-- SOURCE DATA follows --

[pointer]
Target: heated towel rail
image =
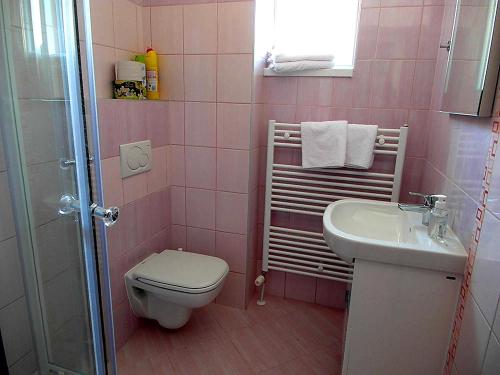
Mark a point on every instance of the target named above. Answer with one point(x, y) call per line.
point(292, 189)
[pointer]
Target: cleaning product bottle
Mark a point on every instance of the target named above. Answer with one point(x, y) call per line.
point(152, 76)
point(438, 221)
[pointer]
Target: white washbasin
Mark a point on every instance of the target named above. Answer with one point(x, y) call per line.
point(381, 232)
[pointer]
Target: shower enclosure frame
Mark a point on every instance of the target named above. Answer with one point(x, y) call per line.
point(98, 291)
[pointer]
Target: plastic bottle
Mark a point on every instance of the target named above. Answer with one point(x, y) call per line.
point(438, 221)
point(152, 75)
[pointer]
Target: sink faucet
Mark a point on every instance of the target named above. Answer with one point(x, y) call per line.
point(424, 208)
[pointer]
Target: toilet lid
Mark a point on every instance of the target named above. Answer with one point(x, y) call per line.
point(182, 269)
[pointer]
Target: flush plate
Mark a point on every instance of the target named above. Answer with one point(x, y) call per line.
point(135, 158)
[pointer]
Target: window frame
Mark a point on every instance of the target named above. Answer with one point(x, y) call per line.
point(341, 71)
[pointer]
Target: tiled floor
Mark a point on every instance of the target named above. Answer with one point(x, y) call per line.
point(281, 338)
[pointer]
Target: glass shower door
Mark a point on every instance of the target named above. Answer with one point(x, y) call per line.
point(47, 190)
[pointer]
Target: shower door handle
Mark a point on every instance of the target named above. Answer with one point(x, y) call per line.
point(108, 215)
point(69, 204)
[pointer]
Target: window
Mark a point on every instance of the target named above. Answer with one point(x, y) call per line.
point(317, 27)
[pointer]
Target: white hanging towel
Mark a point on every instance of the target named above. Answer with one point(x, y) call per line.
point(323, 144)
point(284, 57)
point(360, 144)
point(297, 66)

-- SOURCE DATA concluded --

WORK ORDER:
In the entries, find every line holding "towel" and copy it.

YOUR SOLUTION:
Target: heated towel rail
Target: white hanging towel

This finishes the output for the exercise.